▽

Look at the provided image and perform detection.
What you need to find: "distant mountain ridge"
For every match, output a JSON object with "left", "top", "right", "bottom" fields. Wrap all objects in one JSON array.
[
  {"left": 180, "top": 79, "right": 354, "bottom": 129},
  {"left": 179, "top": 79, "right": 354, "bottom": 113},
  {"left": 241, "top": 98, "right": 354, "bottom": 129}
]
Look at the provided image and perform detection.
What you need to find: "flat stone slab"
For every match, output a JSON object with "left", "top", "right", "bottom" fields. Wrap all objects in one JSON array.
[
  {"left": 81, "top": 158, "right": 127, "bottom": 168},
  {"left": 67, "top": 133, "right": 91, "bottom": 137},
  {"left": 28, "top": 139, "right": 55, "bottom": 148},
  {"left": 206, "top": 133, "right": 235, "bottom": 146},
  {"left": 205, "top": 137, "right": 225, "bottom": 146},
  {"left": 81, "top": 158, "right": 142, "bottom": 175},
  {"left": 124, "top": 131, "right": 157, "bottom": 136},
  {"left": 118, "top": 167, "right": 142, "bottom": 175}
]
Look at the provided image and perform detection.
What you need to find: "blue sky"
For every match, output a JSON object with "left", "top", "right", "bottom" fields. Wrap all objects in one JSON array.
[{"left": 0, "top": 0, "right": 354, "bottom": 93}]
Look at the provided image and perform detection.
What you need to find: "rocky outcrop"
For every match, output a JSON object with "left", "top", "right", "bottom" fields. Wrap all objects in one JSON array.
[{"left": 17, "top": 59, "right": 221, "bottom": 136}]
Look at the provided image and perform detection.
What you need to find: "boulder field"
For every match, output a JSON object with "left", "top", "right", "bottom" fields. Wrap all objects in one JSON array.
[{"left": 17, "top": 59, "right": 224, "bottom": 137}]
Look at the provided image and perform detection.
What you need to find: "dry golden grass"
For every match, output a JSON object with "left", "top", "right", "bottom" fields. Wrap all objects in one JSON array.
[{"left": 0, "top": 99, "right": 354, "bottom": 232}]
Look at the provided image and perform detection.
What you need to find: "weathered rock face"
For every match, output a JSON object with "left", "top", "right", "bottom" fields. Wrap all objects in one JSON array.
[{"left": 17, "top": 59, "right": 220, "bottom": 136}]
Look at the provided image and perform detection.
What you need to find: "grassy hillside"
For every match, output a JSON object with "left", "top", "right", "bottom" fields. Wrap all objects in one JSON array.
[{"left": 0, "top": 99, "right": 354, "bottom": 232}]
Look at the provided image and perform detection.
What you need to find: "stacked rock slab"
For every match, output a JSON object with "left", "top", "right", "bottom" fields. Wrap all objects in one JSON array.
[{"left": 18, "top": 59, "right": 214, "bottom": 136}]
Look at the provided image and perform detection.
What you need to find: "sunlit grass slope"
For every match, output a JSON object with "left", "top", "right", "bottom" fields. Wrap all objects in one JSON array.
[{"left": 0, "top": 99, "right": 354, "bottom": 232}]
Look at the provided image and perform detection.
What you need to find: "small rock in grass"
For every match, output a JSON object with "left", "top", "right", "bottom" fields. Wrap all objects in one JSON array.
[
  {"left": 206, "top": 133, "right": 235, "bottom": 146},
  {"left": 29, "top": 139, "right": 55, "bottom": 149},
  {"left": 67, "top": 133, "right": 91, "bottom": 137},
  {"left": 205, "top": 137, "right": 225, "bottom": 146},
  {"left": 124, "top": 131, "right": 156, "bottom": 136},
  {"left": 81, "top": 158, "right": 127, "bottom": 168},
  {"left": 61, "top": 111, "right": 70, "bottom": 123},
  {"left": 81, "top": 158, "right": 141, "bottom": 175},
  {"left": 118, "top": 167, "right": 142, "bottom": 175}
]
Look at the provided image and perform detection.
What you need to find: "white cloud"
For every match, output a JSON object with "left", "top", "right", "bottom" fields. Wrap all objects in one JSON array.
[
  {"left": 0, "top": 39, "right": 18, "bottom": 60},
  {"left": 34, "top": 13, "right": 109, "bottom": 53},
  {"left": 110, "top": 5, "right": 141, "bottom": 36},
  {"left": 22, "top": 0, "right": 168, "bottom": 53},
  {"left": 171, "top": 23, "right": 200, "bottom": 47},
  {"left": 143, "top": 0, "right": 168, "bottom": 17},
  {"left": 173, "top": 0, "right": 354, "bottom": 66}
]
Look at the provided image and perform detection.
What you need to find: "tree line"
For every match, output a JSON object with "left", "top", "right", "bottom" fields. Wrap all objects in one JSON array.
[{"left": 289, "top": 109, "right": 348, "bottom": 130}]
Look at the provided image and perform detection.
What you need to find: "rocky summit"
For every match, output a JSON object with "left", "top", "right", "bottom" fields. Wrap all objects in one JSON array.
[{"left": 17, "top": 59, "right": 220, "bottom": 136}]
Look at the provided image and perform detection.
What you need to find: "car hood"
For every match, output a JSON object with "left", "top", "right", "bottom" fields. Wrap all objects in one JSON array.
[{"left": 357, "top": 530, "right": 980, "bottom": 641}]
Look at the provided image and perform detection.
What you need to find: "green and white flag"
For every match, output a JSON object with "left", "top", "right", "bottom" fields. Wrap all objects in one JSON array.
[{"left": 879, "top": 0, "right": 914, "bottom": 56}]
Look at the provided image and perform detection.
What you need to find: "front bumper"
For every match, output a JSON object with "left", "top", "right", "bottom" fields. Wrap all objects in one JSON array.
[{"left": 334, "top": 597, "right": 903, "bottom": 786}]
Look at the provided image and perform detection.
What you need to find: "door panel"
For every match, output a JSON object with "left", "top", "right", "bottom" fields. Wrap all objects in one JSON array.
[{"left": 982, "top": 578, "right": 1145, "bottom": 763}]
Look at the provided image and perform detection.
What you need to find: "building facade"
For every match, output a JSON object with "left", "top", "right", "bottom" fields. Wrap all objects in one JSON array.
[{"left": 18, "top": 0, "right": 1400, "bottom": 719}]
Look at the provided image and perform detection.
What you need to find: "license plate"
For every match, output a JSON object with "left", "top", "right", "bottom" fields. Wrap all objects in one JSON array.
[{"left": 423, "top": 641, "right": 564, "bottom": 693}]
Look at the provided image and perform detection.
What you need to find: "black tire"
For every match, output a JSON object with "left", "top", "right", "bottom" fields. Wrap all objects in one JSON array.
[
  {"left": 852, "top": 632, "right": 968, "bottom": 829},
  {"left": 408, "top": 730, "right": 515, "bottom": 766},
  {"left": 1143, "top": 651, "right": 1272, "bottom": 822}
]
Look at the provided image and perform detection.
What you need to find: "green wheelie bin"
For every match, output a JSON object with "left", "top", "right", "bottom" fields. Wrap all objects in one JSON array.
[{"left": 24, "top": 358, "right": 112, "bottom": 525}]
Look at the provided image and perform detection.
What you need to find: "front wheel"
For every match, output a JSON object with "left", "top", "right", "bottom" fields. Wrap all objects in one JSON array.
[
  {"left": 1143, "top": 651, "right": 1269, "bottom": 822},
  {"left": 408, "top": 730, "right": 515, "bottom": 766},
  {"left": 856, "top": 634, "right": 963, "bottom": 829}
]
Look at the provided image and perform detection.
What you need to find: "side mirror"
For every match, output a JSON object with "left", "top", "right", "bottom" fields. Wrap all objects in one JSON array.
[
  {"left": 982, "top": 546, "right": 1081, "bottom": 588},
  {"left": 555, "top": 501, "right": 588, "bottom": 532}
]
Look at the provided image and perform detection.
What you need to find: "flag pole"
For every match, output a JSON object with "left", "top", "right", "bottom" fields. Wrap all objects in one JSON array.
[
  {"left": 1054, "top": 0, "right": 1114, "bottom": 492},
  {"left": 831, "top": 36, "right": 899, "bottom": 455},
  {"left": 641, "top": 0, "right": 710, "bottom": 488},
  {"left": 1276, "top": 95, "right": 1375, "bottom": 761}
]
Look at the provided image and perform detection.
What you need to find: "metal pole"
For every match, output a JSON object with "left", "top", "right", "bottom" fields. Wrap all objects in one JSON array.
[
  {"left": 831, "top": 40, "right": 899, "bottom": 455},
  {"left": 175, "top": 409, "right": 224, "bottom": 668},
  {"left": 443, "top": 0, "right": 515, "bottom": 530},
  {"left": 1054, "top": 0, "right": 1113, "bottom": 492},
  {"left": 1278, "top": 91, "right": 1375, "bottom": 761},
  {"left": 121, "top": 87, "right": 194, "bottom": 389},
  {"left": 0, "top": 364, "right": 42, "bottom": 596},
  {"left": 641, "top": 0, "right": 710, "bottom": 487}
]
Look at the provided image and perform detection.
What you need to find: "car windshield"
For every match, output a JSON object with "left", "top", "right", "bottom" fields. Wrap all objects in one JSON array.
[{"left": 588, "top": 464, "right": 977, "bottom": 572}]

△

How many lines in the entries above contain the word "green"? Reply with the number only.

RESULT OF THE EXERCISE
2